=== Text for analysis ===
□ □ □

Saturday, March 9, 2019

The Goodness Of Pleasure

Instead of distracting from one's relationship with God, pleasure is a valuable thing that is an integral part of an ideal relationship with God.  Christendom is in dire need of the recognition that God created humans for pleasure--not for a hedonistic indulgence that regards pleasure as what defines that which is good, but for the experience of the pleasures of an untainted existence where God himself walks among us.  God created humans so that we could experience the pleasure of relationships with himself, with other humans, and even with animals, as well as the joys of intellectual, spiritual, and sensual realities. 

The pleasures God fashioned us for are as diverse as they are powerful: friendship, sexual expression, music, originality, humor, entertainment, creativity, intellectual discovery, self-development, and food are just a handful of examples.  Because God made people to be autonomous individuals, a given person's affinity for a particular pleasure might be far weaker or stronger than that of another person.  The experience of pleasure is subjective.  However, some things that can generate pleasure are objectively more significant than others.  For instance, a love of reason, of God, or of friendship is a love of something that matters more than other things that can provide pleasure.

□ □ □

=== Stored data ===
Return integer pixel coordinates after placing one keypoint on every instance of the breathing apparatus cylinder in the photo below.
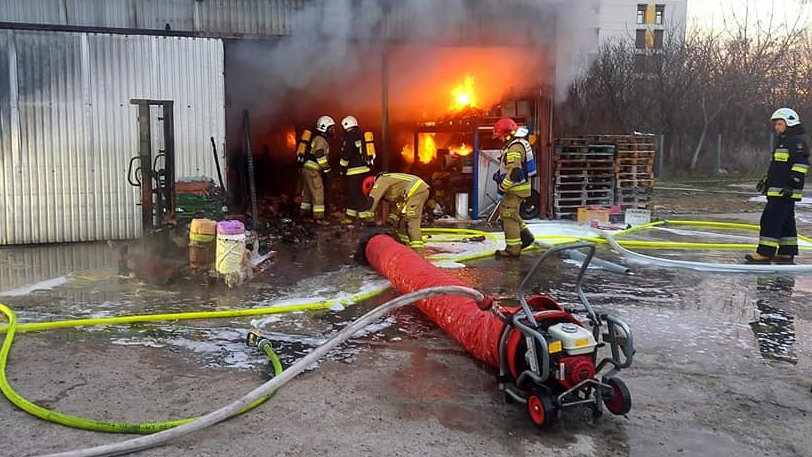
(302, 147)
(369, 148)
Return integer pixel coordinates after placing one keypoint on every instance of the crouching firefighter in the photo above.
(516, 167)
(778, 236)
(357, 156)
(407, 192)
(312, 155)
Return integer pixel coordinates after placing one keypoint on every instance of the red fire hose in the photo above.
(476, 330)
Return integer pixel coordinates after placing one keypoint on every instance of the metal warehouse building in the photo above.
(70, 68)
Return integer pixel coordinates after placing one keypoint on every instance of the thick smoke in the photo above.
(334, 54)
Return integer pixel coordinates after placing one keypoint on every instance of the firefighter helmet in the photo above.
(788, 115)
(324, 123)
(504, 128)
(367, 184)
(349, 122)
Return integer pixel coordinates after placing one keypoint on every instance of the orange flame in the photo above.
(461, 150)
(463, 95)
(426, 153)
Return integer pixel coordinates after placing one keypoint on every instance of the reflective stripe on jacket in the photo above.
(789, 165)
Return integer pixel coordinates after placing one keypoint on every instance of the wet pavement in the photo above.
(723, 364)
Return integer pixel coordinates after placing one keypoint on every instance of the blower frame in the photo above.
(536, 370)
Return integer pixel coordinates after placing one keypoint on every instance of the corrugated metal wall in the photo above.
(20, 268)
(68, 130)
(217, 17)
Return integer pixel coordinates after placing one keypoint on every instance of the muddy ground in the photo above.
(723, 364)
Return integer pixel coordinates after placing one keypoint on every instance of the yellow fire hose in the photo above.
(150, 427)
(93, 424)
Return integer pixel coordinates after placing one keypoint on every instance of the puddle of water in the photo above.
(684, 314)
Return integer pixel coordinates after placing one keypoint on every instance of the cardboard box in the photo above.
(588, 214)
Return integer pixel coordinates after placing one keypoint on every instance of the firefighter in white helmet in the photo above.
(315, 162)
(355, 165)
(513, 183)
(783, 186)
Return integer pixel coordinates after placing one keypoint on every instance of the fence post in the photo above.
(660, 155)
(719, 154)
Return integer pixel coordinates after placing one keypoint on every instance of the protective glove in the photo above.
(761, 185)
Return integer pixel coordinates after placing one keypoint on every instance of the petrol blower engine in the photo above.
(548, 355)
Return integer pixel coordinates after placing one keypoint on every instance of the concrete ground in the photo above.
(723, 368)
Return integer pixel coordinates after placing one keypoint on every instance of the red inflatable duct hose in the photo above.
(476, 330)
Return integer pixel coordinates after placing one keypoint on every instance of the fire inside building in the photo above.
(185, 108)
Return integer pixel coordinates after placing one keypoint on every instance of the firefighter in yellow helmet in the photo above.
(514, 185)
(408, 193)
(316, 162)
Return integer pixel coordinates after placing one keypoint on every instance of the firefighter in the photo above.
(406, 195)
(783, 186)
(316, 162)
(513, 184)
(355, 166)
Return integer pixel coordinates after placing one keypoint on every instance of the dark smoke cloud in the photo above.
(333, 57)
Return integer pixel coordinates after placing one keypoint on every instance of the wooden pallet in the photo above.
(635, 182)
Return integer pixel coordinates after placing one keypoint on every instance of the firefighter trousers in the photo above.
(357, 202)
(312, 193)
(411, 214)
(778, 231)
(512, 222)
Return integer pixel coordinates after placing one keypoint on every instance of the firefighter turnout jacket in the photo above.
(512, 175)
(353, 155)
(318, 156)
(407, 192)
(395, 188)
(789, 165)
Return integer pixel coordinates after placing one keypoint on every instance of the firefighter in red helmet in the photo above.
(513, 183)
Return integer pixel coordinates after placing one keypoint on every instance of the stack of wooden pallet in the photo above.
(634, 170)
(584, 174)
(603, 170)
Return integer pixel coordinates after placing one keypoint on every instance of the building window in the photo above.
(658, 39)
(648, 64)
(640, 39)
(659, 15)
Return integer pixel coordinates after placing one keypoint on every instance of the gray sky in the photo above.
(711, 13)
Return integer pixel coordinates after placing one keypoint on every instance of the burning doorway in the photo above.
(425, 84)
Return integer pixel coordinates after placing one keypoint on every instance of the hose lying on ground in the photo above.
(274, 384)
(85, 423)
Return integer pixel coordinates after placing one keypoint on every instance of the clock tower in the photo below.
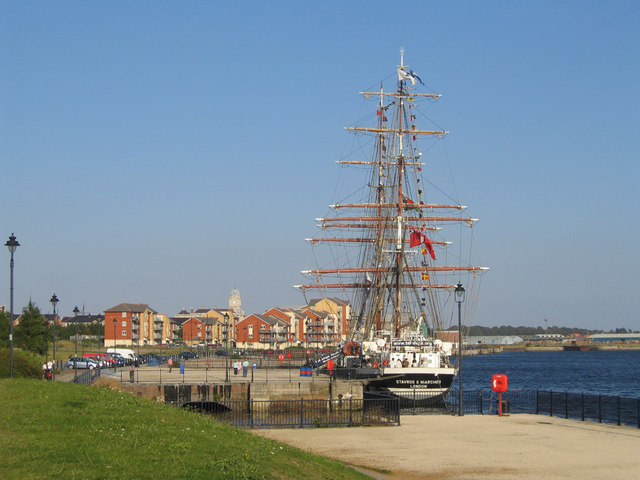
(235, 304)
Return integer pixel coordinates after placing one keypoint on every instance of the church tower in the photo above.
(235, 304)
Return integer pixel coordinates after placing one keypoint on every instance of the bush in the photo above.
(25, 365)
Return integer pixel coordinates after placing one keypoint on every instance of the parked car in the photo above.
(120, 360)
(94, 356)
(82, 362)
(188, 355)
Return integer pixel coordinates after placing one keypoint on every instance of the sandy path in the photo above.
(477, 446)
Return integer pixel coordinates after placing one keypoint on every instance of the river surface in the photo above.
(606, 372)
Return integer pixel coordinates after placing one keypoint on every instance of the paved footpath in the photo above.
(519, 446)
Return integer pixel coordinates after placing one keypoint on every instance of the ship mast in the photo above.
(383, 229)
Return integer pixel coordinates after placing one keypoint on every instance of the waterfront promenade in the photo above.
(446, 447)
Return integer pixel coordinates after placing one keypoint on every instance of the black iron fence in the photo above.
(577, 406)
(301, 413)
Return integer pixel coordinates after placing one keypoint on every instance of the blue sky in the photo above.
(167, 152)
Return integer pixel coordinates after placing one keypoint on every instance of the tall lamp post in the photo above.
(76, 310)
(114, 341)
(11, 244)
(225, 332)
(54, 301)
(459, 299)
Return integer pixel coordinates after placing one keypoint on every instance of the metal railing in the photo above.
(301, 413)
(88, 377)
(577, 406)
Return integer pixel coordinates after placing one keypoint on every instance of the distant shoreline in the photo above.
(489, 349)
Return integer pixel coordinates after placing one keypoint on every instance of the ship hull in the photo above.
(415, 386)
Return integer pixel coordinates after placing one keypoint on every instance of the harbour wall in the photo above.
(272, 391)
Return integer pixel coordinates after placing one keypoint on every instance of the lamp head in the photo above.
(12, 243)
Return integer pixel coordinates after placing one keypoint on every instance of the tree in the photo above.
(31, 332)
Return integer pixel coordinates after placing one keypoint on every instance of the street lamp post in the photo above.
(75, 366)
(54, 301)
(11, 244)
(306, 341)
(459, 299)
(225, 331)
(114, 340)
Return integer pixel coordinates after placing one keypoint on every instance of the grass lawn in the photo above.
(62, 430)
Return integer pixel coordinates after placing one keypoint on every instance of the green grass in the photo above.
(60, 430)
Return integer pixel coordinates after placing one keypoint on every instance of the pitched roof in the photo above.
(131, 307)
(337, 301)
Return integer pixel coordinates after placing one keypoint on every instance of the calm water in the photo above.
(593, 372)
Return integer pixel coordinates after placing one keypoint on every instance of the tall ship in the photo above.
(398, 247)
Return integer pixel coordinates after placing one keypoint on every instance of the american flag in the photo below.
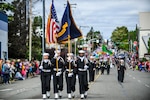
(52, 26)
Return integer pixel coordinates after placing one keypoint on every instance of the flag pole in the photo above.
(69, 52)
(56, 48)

□ □ □

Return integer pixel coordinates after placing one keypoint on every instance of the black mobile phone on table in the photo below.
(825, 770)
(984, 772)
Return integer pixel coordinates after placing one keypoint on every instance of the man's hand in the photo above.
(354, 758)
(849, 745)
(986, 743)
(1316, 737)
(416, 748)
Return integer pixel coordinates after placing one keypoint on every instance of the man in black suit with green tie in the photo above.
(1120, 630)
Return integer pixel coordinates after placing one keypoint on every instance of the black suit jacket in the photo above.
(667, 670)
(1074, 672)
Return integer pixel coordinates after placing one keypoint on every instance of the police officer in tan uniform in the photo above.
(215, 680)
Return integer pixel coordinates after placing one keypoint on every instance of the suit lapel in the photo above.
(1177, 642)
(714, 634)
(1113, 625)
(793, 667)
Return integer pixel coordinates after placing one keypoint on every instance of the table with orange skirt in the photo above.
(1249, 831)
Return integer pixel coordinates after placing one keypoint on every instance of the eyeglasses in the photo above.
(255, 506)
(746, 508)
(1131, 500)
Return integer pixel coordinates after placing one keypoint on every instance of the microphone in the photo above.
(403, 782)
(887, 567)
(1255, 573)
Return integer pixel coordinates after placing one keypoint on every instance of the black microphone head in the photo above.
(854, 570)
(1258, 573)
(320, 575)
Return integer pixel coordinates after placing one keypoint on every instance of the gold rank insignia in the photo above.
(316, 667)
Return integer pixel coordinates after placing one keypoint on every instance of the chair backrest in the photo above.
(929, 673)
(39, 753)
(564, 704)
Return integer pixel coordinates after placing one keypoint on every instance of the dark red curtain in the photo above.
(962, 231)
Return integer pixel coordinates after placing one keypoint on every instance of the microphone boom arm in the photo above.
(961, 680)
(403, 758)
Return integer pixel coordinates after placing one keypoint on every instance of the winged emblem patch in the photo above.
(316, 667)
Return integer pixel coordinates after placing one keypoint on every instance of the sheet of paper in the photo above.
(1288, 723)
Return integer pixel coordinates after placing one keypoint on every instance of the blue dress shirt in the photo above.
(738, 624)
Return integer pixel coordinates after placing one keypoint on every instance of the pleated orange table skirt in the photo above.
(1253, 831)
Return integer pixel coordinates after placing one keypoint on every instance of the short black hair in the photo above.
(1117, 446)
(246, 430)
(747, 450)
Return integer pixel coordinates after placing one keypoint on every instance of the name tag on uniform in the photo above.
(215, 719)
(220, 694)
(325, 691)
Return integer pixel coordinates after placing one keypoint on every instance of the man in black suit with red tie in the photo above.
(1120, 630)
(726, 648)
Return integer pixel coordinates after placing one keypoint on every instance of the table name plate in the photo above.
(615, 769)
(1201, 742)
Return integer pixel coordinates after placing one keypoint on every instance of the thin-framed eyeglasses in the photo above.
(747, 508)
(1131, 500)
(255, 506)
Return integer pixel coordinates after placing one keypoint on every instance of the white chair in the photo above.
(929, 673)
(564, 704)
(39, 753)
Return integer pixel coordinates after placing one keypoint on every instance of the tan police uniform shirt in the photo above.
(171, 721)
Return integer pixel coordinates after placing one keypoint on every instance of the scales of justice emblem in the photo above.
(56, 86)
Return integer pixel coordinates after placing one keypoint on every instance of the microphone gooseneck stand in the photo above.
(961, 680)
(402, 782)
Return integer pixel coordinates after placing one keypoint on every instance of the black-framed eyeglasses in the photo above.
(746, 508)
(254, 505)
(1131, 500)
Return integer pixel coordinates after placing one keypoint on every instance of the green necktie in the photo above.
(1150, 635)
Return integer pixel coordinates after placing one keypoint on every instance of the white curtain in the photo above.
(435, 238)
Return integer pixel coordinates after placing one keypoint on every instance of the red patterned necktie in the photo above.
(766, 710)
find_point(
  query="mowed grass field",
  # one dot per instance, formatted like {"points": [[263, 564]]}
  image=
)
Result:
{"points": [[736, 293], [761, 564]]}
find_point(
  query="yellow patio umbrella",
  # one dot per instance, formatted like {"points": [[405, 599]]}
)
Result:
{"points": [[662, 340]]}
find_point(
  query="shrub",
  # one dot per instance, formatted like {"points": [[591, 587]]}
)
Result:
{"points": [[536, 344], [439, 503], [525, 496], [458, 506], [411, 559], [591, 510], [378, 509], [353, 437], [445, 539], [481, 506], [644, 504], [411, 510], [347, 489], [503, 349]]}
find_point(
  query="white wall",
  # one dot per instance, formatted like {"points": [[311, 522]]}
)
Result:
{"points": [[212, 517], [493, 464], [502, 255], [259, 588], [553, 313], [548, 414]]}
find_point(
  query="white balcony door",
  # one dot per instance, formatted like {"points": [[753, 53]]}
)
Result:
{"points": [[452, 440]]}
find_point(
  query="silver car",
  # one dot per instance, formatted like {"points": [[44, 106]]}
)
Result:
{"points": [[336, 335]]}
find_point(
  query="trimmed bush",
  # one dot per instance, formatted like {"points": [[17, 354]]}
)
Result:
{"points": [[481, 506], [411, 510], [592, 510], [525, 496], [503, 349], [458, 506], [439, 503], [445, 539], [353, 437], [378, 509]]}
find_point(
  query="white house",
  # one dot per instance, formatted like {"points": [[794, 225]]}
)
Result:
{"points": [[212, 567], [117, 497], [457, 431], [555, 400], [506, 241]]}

□ □ □

=== To do ===
(A) List the loves that the essay on pleasure gives as examples of loving something that matters more than other sources of pleasure.
(B) According to the essay on pleasure, what does Christendom urgently need to recognize?

=== Results for each task ===
(A)
- A love of reason
- A love of God
- A love of friendship

(B) That God created humans for pleasure.